→ Required work:
Read the data and repeat it in full, exactly.
*-*-*
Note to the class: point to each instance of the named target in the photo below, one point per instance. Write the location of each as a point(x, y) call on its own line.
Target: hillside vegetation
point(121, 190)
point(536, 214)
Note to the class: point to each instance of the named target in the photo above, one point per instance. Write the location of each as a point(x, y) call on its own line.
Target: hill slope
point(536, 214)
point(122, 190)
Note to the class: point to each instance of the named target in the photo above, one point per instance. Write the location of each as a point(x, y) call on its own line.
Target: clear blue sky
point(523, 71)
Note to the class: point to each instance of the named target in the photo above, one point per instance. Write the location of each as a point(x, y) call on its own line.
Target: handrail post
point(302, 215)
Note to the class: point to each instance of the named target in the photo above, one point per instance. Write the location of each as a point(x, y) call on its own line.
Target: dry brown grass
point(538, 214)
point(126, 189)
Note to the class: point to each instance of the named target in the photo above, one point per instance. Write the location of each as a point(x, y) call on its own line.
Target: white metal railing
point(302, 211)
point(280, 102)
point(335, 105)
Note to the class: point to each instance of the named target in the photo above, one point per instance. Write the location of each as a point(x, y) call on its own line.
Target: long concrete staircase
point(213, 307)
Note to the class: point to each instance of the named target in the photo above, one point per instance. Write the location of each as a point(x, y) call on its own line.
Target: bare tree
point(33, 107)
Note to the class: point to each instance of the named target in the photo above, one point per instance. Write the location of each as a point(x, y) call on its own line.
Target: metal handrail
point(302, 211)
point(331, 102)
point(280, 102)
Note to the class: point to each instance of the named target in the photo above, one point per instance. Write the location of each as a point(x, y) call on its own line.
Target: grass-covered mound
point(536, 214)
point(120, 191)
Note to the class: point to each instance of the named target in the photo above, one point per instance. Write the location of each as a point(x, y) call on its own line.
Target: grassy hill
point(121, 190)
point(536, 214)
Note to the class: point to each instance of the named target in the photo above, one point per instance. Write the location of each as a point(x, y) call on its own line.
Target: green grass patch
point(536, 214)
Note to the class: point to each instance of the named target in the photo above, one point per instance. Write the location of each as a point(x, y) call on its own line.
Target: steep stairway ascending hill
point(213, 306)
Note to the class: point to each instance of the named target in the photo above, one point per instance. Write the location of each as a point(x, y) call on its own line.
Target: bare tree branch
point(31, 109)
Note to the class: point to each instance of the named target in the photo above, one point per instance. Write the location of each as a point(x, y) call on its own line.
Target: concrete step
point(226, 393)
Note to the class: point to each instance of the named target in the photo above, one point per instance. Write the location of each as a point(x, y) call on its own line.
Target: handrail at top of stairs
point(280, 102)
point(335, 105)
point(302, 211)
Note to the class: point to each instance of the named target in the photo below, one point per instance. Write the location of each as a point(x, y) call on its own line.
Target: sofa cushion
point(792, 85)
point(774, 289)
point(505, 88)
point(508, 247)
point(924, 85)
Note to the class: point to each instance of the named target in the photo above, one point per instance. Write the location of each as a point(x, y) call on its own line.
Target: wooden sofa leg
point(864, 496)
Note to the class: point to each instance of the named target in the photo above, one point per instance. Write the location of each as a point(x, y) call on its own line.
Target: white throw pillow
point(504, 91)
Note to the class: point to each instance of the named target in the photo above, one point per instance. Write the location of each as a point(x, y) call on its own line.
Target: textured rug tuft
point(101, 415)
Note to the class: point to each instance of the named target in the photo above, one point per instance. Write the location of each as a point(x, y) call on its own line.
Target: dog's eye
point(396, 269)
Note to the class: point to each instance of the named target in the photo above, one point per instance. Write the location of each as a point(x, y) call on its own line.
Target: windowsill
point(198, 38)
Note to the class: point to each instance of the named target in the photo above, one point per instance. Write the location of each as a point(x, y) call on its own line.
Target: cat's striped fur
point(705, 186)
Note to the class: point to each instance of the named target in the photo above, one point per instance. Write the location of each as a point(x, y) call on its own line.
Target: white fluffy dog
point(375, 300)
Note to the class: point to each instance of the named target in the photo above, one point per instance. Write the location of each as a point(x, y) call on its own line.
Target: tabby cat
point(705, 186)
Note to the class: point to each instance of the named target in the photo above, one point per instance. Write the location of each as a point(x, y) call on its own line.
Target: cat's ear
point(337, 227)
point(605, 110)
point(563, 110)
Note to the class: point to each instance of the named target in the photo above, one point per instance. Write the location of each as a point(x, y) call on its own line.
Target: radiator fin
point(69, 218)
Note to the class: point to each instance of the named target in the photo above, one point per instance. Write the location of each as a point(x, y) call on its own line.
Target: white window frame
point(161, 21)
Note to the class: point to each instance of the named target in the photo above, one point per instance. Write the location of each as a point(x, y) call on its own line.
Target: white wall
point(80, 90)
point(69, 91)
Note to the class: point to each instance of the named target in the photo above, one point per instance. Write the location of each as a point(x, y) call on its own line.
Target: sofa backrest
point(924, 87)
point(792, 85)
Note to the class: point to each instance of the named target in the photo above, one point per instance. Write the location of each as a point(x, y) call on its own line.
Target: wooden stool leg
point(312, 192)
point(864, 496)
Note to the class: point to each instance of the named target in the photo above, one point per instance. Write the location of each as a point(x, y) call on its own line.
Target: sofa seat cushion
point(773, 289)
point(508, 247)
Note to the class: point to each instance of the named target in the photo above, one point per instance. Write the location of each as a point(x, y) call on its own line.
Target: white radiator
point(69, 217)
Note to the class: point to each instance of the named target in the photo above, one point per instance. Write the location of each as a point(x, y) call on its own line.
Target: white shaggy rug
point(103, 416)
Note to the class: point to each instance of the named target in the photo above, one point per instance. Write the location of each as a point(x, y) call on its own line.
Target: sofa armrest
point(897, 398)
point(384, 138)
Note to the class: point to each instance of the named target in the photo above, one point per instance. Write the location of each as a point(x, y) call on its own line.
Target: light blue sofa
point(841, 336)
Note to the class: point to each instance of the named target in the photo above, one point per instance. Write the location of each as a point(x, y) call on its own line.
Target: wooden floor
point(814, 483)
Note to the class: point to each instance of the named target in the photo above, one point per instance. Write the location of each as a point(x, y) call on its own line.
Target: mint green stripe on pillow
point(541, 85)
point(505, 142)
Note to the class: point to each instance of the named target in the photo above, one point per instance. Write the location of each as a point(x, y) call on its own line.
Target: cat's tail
*-*-*
→ Written response:
Note to the class: point to each instance of the named target in the photo below, one point per instance. Write the location of each as a point(x, y) call on its own line.
Target: hillside vegetation
point(121, 190)
point(536, 214)
Note to the class: point to each instance of the named target in the photo above, one point per instance. Write the location of each as a point(x, y) call on its own line.
Target: hill slope
point(536, 214)
point(122, 190)
Note to the class: point to each instance of the named target in the photo above, one point per instance. Write the location of each as a point(x, y) call on its own line.
Target: clear blue sky
point(523, 71)
Note to the class: point to each instance of the named target in the photo above, one point per instance. Write the location of each as a point(x, y) call on its own line.
Target: handrail post
point(302, 215)
Note to the class: point to each instance of the named target in the photo above, one point per instance. Write the location of each as a point(x, y) call on its own line.
Target: dry brown grass
point(538, 214)
point(126, 189)
Note to the class: point to each instance of the named target in the photo above, one point per instance. Write the location of each as a point(x, y) call on its own line.
Target: white metal railing
point(302, 211)
point(280, 102)
point(335, 105)
Note to the class: point to each instance of the named target in the photo above, one point per instance. Write the location of each as a point(x, y) call on its own line.
Target: long concrete staircase
point(213, 307)
Note to the class: point to each instance of the named target in the photo above, one point per instance. Write the location of each as a point(x, y) call on its own line.
Target: bare tree
point(33, 107)
Note to the class: point to each instance of the named target in the photo above, one point per instance. Write the location of each as a point(x, y) call on its own line.
Target: metal handrail
point(302, 211)
point(331, 102)
point(280, 102)
Note to the class: point to each instance of the named target in the photo above, one point per instance. Write the location of each as a point(x, y) call on its own line.
Target: grass-covered mound
point(536, 214)
point(120, 191)
Note to the class: point to each instance of the named target in the photo above, one point per instance. Write the location of each as a point(x, y) call on its own line.
Target: grassy hill
point(121, 190)
point(536, 214)
Note to the class: point to each instance of the named target in the photo above, one point per instance. Write the location of each as a point(x, y) call on its own line.
Target: green grass patch
point(536, 214)
Note to the class: point to each instance of the named target in the photo above, one point per instance. Write the location of each as a point(x, y) call on its own line.
Target: steep stairway ascending hill
point(213, 306)
Note to the class: point to each instance of the named target in the photo above, one point per instance. Write the location of each as a point(x, y) call on its own line.
Target: bare tree branch
point(31, 109)
Note to the class: point to each instance of the named target in the photo above, one point per instance. Write the location of each as a point(x, y) call on its own line.
Target: concrete step
point(226, 393)
Note to the class: point to each instance of the named target in the photo above, one point per instance. Write the location of each as a point(x, y) call on its own line.
Target: handrail at top of stairs
point(280, 102)
point(335, 105)
point(302, 211)
Note to the class: point to each instance of the named target in the photo below, one point per instance. Write the location of each as a point(x, y) call on its own line.
Target: sofa cushion
point(792, 85)
point(774, 289)
point(505, 88)
point(508, 247)
point(924, 85)
Note to the class: point to each instance of the named target in the photo above, one point per instance. Write the location of each as a point(x, y) call on its own line.
Target: wooden sofa leg
point(864, 496)
Note to the class: point to each instance of the named target in the photo above, one point per instance. Write the location of each as a point(x, y) call on its own line.
Target: white throw pillow
point(504, 91)
Note to the class: point to each instance of the named target in the photo above, one point per instance. Write the location of each as a point(x, y) call on its own line.
Target: textured rug tuft
point(101, 415)
Note to the class: point to each instance of the named target in the photo above, one point per instance. Write the location of each as a point(x, y) call on its own line.
Target: dog's eye
point(396, 269)
Note to the class: point to each instance of the named target in the photo above, one point per instance. Write the location of each as a point(x, y) call on its own line.
Target: windowsill
point(198, 38)
Note to the class: point to each instance of the named target in the photo above, one point per instance. Write the location of each as a point(x, y) call on its own line.
Target: cat's striped fur
point(705, 186)
Note to the class: point to each instance of the named target in the photo above, one point per instance. Write the location of each as a point(x, y) call on its own line.
Target: white fluffy dog
point(375, 300)
Note to the class: point to each instance of the named target in the photo above, one point per instance. Write the location of each as a point(x, y) call on its own line.
Target: tabby cat
point(705, 186)
Note to the class: point to each instance of the named target in the photo above, one point per instance. Write the location of each as a point(x, y) call on its own line.
Target: cat's ear
point(337, 227)
point(605, 110)
point(563, 110)
Note to the class: point to each instance of the named target in the photo above, one point per instance. Write the location of each as a point(x, y) call on its own line.
Target: radiator fin
point(69, 218)
Note to the class: point to each instance of the named target in the photo above, one point per instance. Write the location of each as a point(x, y) call on its own line.
Target: white window frame
point(161, 21)
Note to the class: point to each instance of the named target in the photo above, one point per instance. Write the location of each as a point(x, y) call on its own line.
Target: white wall
point(80, 90)
point(69, 91)
Note to the class: point to each instance of the named target in the photo above, one point per instance. Write the location of each as a point(x, y) call on its own line.
Target: sofa backrest
point(924, 87)
point(792, 85)
Note to the class: point to each instance of the named target in the photo above, one point per instance. Write the location of each as a point(x, y) call on its own line.
Target: wooden stool leg
point(312, 192)
point(864, 496)
Note to the class: point to each instance of the named target in the photo above, one point per instance. Write the location of each as a point(x, y) call on its own line.
Target: sofa seat cushion
point(773, 289)
point(508, 247)
Note to the class: point to each instance of the named target in the photo above, one point per instance. Write the location of each as a point(x, y) call on its own line.
Target: white radiator
point(69, 217)
Note to the class: point to each instance of the named target in the photo above, one point per instance. Write the location of each as a point(x, y) call on its own line.
Target: white shaggy rug
point(103, 416)
Note to the class: point to each instance of the named target in the photo above, one point per instance. Write the location of each as a point(x, y) call on its own line.
Target: sofa armrest
point(897, 398)
point(384, 138)
Note to the class: point to each instance of the named target in the photo above, one point per instance. Write the location of each as a point(x, y) call on its own line.
Target: light blue sofa
point(841, 336)
Note to the class: point to each instance of the named target in the photo above, one point per instance. Write the location of each as a point(x, y) call on its own line.
Target: wooden floor
point(814, 483)
Note to the class: point to each instance of the named target in the photo above, one point per instance. Write the location of each as a point(x, y) call on its own line.
Target: mint green stripe on pillow
point(541, 85)
point(505, 142)
Note to the class: point to each instance of the named target in the photo above, one point per instance. Write the location of each as a point(x, y) call on its own line.
Target: cat's tail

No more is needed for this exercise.